### The input
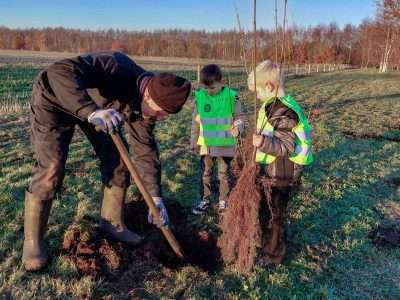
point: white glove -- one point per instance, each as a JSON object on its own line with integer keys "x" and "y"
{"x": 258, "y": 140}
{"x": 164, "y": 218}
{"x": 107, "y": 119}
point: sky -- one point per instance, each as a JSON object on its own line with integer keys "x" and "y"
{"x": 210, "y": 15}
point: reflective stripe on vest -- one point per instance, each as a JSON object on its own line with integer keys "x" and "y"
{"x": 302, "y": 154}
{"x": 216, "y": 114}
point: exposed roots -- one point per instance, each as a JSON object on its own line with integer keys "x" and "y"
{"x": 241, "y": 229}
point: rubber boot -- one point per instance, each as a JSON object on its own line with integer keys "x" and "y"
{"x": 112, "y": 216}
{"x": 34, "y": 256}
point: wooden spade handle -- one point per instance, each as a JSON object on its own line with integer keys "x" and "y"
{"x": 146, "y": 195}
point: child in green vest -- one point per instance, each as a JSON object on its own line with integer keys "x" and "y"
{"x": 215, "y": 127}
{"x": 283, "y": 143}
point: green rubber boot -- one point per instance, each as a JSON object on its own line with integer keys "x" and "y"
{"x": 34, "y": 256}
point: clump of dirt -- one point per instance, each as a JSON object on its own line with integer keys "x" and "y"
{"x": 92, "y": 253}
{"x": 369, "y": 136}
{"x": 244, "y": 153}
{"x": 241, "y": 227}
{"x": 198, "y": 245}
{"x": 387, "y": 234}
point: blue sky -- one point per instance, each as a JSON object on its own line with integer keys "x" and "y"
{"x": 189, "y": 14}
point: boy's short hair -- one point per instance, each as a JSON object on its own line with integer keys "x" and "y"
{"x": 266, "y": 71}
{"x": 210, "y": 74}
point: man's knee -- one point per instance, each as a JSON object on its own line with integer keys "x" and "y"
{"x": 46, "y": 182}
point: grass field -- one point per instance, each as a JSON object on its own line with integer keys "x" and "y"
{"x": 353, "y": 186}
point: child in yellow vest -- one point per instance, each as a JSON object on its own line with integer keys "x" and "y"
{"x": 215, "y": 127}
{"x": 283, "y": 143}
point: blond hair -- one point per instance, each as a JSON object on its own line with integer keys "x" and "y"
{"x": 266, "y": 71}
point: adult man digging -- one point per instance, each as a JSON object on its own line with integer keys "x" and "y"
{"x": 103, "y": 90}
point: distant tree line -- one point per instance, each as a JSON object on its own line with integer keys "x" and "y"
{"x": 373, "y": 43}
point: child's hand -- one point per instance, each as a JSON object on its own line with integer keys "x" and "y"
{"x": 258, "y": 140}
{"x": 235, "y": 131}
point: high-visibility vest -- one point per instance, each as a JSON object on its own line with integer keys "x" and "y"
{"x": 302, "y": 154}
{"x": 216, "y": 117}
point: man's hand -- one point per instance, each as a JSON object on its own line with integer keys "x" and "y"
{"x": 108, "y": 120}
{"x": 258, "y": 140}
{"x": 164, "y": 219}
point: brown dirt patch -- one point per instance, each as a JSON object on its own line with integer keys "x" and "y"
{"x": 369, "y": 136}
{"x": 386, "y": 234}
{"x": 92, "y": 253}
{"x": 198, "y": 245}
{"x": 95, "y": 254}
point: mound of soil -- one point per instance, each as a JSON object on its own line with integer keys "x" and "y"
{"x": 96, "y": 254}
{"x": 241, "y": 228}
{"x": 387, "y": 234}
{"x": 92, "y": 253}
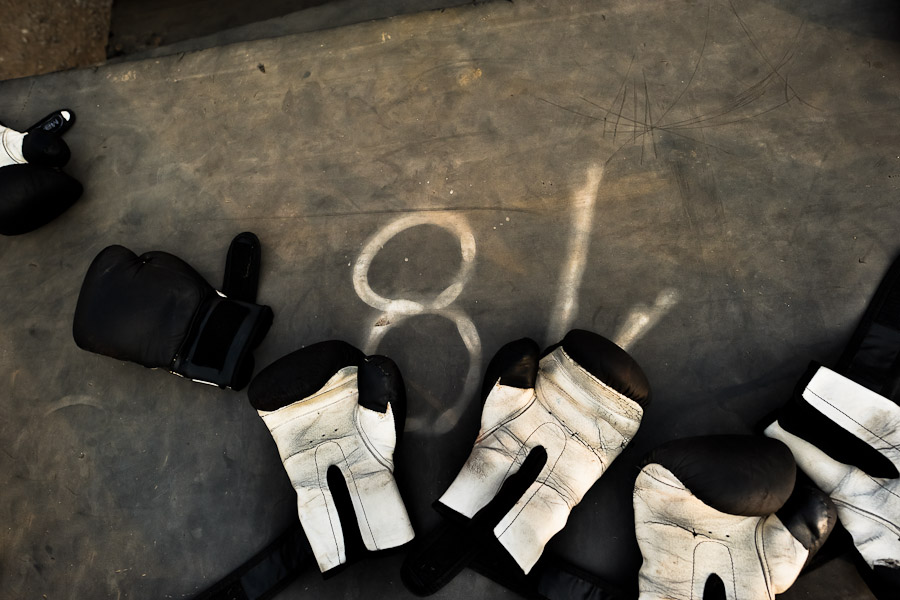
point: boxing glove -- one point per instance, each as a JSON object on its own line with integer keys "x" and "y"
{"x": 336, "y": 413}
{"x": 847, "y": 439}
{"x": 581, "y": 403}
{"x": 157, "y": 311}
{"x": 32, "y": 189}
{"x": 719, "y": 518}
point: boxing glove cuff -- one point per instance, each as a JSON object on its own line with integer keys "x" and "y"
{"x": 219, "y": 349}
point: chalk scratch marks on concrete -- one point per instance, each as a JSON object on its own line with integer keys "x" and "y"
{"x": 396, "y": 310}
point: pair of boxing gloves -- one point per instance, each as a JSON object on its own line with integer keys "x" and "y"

### Assigned task
Set down all of the data word for word; no pictures belong in it.

### Solution
point: white glove -- one point per instance, each as a JSON object on its own line with integer keys "x" and "y"
{"x": 258, "y": 140}
{"x": 164, "y": 218}
{"x": 107, "y": 119}
point: sky -- one point per instance, each as a JSON object on its own line with integer keys "x" and "y"
{"x": 210, "y": 15}
point: reflective stripe on vest -- one point per instance, each as a JSON object on its own line with integer keys "x" and "y"
{"x": 302, "y": 154}
{"x": 216, "y": 114}
point: exposed roots -- one point per instance, each as a JSON object on its own line with integer keys "x" and "y"
{"x": 241, "y": 229}
point: rubber boot -- one point per instance, each as a JSON object on its own line with integer keys "x" and "y"
{"x": 112, "y": 216}
{"x": 34, "y": 256}
point: wooden spade handle -- one point per instance, each as a JSON object on its own line with integer keys "x" and "y"
{"x": 146, "y": 195}
point: child in green vest -- one point per instance, each as a JSON object on its own line with integer keys "x" and "y"
{"x": 215, "y": 127}
{"x": 283, "y": 143}
point: green rubber boot -- one point per instance, each as a JSON object on its own line with integer keys "x" and "y"
{"x": 34, "y": 256}
point: clump of dirt -- one point per instance, each as a JSON object on its own line with integer keys "x" and "y"
{"x": 92, "y": 253}
{"x": 369, "y": 136}
{"x": 244, "y": 153}
{"x": 241, "y": 227}
{"x": 198, "y": 245}
{"x": 387, "y": 234}
point: blue sky -- one point per instance, each as a JSON object on its own line with integer keys "x" and "y"
{"x": 189, "y": 14}
point: boy's short hair -- one point per instance, each as a JSON object on its own line with integer keys "x" and "y"
{"x": 266, "y": 71}
{"x": 210, "y": 74}
point: man's knee -- one point per instance, each as a JSON object on its own line with integer keys "x" and "y"
{"x": 46, "y": 182}
point: grass field -- one point per instance, each as a JSON object on its own line with integer keys "x" and "y"
{"x": 353, "y": 186}
point: child in yellow vest -- one point per instance, each as a JSON object on its own line with integer keys "x" and "y"
{"x": 215, "y": 127}
{"x": 283, "y": 143}
point: blond hair -- one point per instance, each as a JSON object on its own line with integer keys "x" and "y"
{"x": 266, "y": 71}
point: adult man digging -- one point per instance, each as a JSON object on its own line with integer keys "x" and "y"
{"x": 103, "y": 90}
point: distant tree line -- one point per instance, each as a JSON object on its own line with integer keys "x" and "y"
{"x": 373, "y": 43}
point: child's hand -- one point per instance, each as a JSON object on its own line with integer keys "x" and "y"
{"x": 258, "y": 140}
{"x": 235, "y": 131}
point: high-visibility vest -- one point per instance, each as a JSON object on its own line with integer keys "x" and "y"
{"x": 302, "y": 154}
{"x": 216, "y": 117}
point: man's hand -- one point per instance, each as a JSON object on its own line with integer keys "x" and "y"
{"x": 108, "y": 120}
{"x": 258, "y": 140}
{"x": 164, "y": 219}
point: brown dirt patch -- one point per instance, each as a JSON object on its own line with integer keys "x" and "y"
{"x": 369, "y": 136}
{"x": 386, "y": 234}
{"x": 92, "y": 253}
{"x": 198, "y": 245}
{"x": 95, "y": 254}
point: mound of soil -- one point per instance, each as a JSON object on its own line with integer keys "x" and "y"
{"x": 96, "y": 254}
{"x": 241, "y": 228}
{"x": 387, "y": 234}
{"x": 92, "y": 253}
point: boxing glove -- one point per instance, each as a JSON object on its own line with integer keys "x" and "y"
{"x": 336, "y": 413}
{"x": 847, "y": 439}
{"x": 581, "y": 403}
{"x": 157, "y": 311}
{"x": 32, "y": 189}
{"x": 719, "y": 518}
point: boxing glove cuff -- one point per instance, each as a JSON object on its own line with integer keys "x" and "y"
{"x": 219, "y": 349}
point: chalk scratch marks on concrete -- one point per instance, each as a JSON object on its own line with integer keys "x" and "y"
{"x": 396, "y": 310}
point: pair of boxing gloves -- one point per instance, each as a JSON object on its own line with integer keys "x" and "y"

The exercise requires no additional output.